### [TASK OBJECTIVE]
Pull out every line in the rows below that contains the string "beak", and copy each one in full.

● ● ●

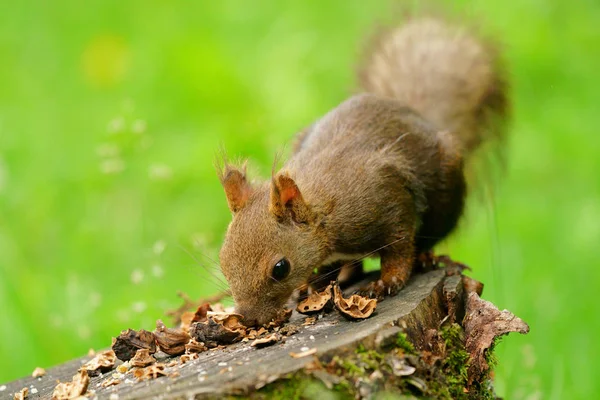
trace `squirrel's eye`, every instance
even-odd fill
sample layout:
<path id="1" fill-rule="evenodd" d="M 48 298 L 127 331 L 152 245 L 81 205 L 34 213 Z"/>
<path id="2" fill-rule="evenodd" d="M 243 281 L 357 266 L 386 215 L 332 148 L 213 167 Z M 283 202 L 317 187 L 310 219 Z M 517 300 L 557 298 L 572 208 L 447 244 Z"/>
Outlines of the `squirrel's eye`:
<path id="1" fill-rule="evenodd" d="M 287 260 L 287 258 L 282 258 L 281 260 L 277 261 L 277 263 L 273 267 L 273 272 L 271 273 L 271 276 L 276 281 L 283 280 L 286 276 L 290 274 L 290 268 L 290 262 Z"/>

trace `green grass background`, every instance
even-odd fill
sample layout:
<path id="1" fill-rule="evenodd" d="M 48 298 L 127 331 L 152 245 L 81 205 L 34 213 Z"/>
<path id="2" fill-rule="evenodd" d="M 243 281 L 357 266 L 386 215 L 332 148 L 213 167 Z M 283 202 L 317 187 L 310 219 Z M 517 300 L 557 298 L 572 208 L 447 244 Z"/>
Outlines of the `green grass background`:
<path id="1" fill-rule="evenodd" d="M 508 169 L 441 250 L 531 325 L 498 347 L 510 399 L 600 391 L 600 3 L 462 1 L 506 45 Z M 387 1 L 0 5 L 0 382 L 152 328 L 218 291 L 223 144 L 267 176 L 353 89 Z M 484 22 L 483 22 L 484 21 Z M 594 376 L 596 378 L 594 378 Z"/>

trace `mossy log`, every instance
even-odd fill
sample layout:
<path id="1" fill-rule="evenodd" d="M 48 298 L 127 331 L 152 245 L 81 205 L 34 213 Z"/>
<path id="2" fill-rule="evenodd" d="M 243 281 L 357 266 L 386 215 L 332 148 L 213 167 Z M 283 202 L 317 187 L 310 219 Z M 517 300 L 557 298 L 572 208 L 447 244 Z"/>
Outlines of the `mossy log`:
<path id="1" fill-rule="evenodd" d="M 370 398 L 385 391 L 415 397 L 493 398 L 489 348 L 500 335 L 526 333 L 528 328 L 481 300 L 476 293 L 480 287 L 457 271 L 418 274 L 397 296 L 379 303 L 366 320 L 348 321 L 332 312 L 303 325 L 305 316 L 294 312 L 288 325 L 296 325 L 298 332 L 284 342 L 265 348 L 242 342 L 212 349 L 168 367 L 169 376 L 142 382 L 125 376 L 118 385 L 102 387 L 112 378 L 113 372 L 108 372 L 91 378 L 88 395 L 314 398 L 328 391 L 332 398 Z M 308 355 L 295 358 L 291 353 Z M 10 382 L 0 398 L 12 398 L 24 387 L 29 388 L 30 399 L 51 398 L 56 381 L 70 381 L 90 358 L 49 368 L 41 378 Z M 159 361 L 171 359 L 177 357 Z"/>

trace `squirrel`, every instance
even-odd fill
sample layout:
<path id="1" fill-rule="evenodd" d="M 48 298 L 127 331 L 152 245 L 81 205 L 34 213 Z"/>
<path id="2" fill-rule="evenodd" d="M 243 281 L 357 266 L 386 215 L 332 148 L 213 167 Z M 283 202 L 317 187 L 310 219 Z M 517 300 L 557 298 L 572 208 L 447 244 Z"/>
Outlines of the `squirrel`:
<path id="1" fill-rule="evenodd" d="M 248 325 L 275 318 L 315 269 L 328 283 L 364 256 L 381 271 L 363 293 L 396 294 L 456 227 L 465 161 L 504 135 L 500 54 L 463 26 L 418 17 L 381 32 L 358 81 L 363 93 L 302 131 L 269 181 L 219 168 L 233 213 L 220 265 Z"/>

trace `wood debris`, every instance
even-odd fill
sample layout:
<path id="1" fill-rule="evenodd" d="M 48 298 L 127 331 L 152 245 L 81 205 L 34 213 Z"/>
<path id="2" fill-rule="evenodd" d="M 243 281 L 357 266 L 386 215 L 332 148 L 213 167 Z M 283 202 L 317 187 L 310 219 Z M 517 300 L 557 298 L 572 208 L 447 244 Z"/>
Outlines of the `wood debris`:
<path id="1" fill-rule="evenodd" d="M 208 350 L 208 347 L 204 345 L 202 342 L 198 342 L 196 339 L 192 338 L 189 342 L 185 344 L 185 353 L 202 353 L 203 351 Z"/>
<path id="2" fill-rule="evenodd" d="M 143 368 L 150 364 L 154 364 L 156 359 L 150 354 L 148 349 L 139 349 L 135 352 L 135 356 L 129 361 L 132 367 Z"/>
<path id="3" fill-rule="evenodd" d="M 190 341 L 190 335 L 185 330 L 167 328 L 160 319 L 156 321 L 153 333 L 159 349 L 170 356 L 183 354 L 185 344 Z"/>
<path id="4" fill-rule="evenodd" d="M 89 376 L 99 375 L 101 372 L 111 370 L 115 366 L 117 356 L 112 350 L 96 354 L 94 358 L 85 363 L 81 368 L 87 370 Z"/>
<path id="5" fill-rule="evenodd" d="M 332 302 L 332 284 L 329 284 L 320 292 L 311 293 L 306 299 L 302 300 L 296 306 L 296 311 L 300 314 L 315 314 L 321 311 L 331 311 L 333 309 Z"/>
<path id="6" fill-rule="evenodd" d="M 313 354 L 317 353 L 317 348 L 314 347 L 312 349 L 308 349 L 306 351 L 301 351 L 300 353 L 294 353 L 293 351 L 290 352 L 290 356 L 292 358 L 302 358 L 302 357 L 308 357 L 308 356 L 312 356 Z"/>
<path id="7" fill-rule="evenodd" d="M 181 315 L 181 325 L 180 328 L 185 330 L 186 332 L 190 330 L 190 325 L 194 322 L 206 322 L 207 313 L 212 311 L 209 303 L 204 303 L 196 309 L 195 312 L 186 311 Z"/>
<path id="8" fill-rule="evenodd" d="M 137 368 L 133 371 L 133 376 L 139 381 L 156 379 L 166 375 L 167 373 L 165 372 L 165 364 L 162 363 L 152 364 L 145 368 Z"/>
<path id="9" fill-rule="evenodd" d="M 135 331 L 127 329 L 114 339 L 112 349 L 121 361 L 129 361 L 138 349 L 148 349 L 150 354 L 156 353 L 154 334 L 147 330 Z"/>
<path id="10" fill-rule="evenodd" d="M 272 333 L 268 336 L 265 336 L 263 338 L 260 339 L 255 339 L 250 346 L 252 347 L 257 347 L 257 348 L 262 348 L 262 347 L 267 347 L 267 346 L 271 346 L 277 342 L 279 342 L 281 340 L 281 335 L 277 332 Z"/>
<path id="11" fill-rule="evenodd" d="M 212 317 L 208 318 L 208 322 L 194 322 L 190 327 L 190 335 L 209 348 L 239 342 L 243 336 L 240 330 L 231 330 Z"/>
<path id="12" fill-rule="evenodd" d="M 338 311 L 347 319 L 369 318 L 377 307 L 376 299 L 353 294 L 345 299 L 338 285 L 333 287 L 333 302 Z"/>
<path id="13" fill-rule="evenodd" d="M 80 369 L 71 382 L 59 382 L 52 392 L 52 400 L 68 400 L 85 394 L 90 377 L 86 369 Z"/>
<path id="14" fill-rule="evenodd" d="M 192 361 L 198 358 L 198 353 L 185 353 L 179 359 L 182 364 L 185 364 L 188 361 Z"/>
<path id="15" fill-rule="evenodd" d="M 25 400 L 29 396 L 29 389 L 23 388 L 15 393 L 14 400 Z"/>
<path id="16" fill-rule="evenodd" d="M 102 382 L 102 384 L 100 386 L 102 386 L 102 387 L 116 386 L 120 383 L 121 383 L 121 380 L 119 378 L 110 378 L 110 379 Z"/>
<path id="17" fill-rule="evenodd" d="M 466 309 L 463 325 L 465 349 L 471 358 L 468 382 L 472 384 L 489 370 L 485 355 L 494 340 L 510 332 L 528 333 L 529 326 L 511 312 L 500 311 L 493 303 L 482 300 L 475 291 L 469 292 Z"/>

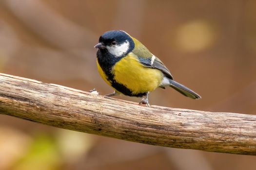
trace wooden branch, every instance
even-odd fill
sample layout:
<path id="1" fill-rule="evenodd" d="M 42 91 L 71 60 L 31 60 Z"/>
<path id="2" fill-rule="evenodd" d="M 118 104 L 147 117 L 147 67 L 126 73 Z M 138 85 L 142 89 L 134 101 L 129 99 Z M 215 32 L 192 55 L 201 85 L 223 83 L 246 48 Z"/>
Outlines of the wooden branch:
<path id="1" fill-rule="evenodd" d="M 151 145 L 256 155 L 256 115 L 150 108 L 4 74 L 0 89 L 2 114 Z"/>

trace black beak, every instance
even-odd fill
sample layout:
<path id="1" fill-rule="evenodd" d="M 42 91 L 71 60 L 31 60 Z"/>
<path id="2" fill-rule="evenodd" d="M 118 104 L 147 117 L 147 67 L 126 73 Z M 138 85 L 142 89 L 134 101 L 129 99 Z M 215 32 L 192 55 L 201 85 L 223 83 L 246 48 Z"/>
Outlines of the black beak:
<path id="1" fill-rule="evenodd" d="M 103 43 L 99 43 L 96 44 L 96 45 L 94 46 L 94 48 L 96 49 L 104 49 L 106 46 Z"/>

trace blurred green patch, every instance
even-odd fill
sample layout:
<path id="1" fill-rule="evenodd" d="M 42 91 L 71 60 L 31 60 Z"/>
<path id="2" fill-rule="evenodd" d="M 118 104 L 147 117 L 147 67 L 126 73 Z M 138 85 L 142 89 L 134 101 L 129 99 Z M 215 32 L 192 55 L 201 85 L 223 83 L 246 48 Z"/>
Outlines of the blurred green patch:
<path id="1" fill-rule="evenodd" d="M 59 170 L 59 152 L 53 137 L 45 134 L 35 136 L 27 153 L 12 167 L 14 170 Z"/>

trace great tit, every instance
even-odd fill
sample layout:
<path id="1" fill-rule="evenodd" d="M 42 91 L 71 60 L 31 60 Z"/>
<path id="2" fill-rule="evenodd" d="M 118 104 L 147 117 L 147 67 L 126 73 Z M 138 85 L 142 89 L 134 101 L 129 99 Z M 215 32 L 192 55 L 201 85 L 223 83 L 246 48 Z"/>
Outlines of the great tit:
<path id="1" fill-rule="evenodd" d="M 157 87 L 169 86 L 192 99 L 201 97 L 173 80 L 163 63 L 137 39 L 121 30 L 109 31 L 99 37 L 97 67 L 102 79 L 115 90 L 106 96 L 122 93 L 142 97 L 139 104 L 149 106 L 148 95 Z"/>

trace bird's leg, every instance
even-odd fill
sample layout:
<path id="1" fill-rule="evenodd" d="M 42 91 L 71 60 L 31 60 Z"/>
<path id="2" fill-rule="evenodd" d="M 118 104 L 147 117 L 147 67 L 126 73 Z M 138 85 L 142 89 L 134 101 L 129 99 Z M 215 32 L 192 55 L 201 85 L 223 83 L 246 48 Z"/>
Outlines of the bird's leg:
<path id="1" fill-rule="evenodd" d="M 150 104 L 148 103 L 148 95 L 149 94 L 149 92 L 147 92 L 147 95 L 146 95 L 146 98 L 142 98 L 141 101 L 138 103 L 139 105 L 141 104 L 147 104 L 148 107 L 150 107 Z"/>
<path id="2" fill-rule="evenodd" d="M 119 94 L 117 93 L 117 92 L 116 91 L 114 91 L 114 93 L 107 94 L 107 95 L 105 95 L 105 96 L 111 97 L 111 96 L 117 96 L 117 95 L 118 95 L 118 94 Z"/>

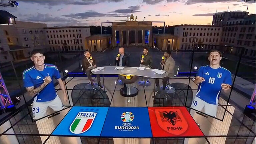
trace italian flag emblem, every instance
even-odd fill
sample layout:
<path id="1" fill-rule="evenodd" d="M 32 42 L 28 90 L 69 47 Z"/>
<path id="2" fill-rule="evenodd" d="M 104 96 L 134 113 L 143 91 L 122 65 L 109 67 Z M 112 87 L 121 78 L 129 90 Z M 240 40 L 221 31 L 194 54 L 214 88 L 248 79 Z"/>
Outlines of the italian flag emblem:
<path id="1" fill-rule="evenodd" d="M 91 128 L 97 113 L 80 112 L 69 127 L 69 130 L 75 134 L 83 133 Z"/>

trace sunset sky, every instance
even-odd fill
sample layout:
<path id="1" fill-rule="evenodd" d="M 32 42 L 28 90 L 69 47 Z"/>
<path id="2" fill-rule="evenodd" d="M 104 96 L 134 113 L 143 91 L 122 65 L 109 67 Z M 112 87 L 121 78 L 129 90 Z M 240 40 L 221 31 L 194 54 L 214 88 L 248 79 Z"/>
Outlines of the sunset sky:
<path id="1" fill-rule="evenodd" d="M 16 1 L 18 7 L 1 9 L 18 17 L 17 20 L 46 23 L 48 27 L 126 21 L 131 10 L 138 21 L 145 17 L 145 21 L 165 21 L 166 25 L 211 24 L 216 10 L 226 11 L 229 7 L 229 11 L 247 10 L 250 14 L 255 13 L 256 7 L 253 0 L 245 3 L 241 0 Z"/>

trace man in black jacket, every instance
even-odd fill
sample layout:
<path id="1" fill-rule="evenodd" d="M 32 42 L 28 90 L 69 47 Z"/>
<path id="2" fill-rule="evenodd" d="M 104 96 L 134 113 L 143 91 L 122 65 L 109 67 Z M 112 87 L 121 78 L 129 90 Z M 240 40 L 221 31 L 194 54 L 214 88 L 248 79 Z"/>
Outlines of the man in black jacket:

● ● ●

### [FULL SOLUTION]
trace black beak, every instance
Outlines of the black beak:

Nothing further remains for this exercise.